:: EXCERPT TO READ ::

§

I have a 256 bit AVX register containing 4 single precision complex numbers stored as real, imaginary, real, imaginary, etc. I'm currently writing the entire 256 bit register back to memory and summing it there, but that seems inefficient.
How can the complex number horizontal sum be performed using AVX (or AVX2) intrinsics? I would accept an answer using assembly if there is not an answer with comparable efficiency using intrinsics.
Edit: To clarify, if the register contains AR, AI, BR, BI, CR, CI, DR, DI, I want to compute the complex number (AR + BR + CR + DR, AI + BI + CI + DI). If the result is in a 256 bit register, I can extract the 2 single precision floating point numbers.
Edit2: Potential solution, though not necessarily optimal...

§

:: SUPPLIED MATERIAL ::
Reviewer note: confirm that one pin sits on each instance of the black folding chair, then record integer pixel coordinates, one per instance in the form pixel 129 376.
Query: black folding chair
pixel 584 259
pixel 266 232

§

:: TASK DESCRIPTION ::
Could you carry the AVX complex-sum post on from the point where it stops? This material comes from a different source than the AVX forum post.

:: ANSWER TO THIS TASK ::
float hsum_ps_sse3(__m128 v) {
__m128 shuf = _mm_movehdup_ps(v); // broadcast elements 3,1 to 2,0
__m128 sums = _mm_add_ps(v, shuf);
shuf = _mm_movehl_ps(shuf, sums); // high half -> low half
sums = _mm_add_ss(sums, shuf);
return _mm_cvtss_f32(sums);
}
float sumReal = 0.0;
float sumImaginary = 0.0;
__m256i mask = _mm256_set_epi32 (7, 5, 3, 1, 6, 4, 2, 0);
// Separate real and imaginary.
__m256 permutedSum = _mm256_permutevar8x32_ps(sseSum0, mask);
__m128 realSum = _mm256_extractf128_ps(permutedSum , 0);
__m128 imaginarySum = _mm256_extractf128_ps(permutedSum , 1);
// Horizontally sum real and imaginary.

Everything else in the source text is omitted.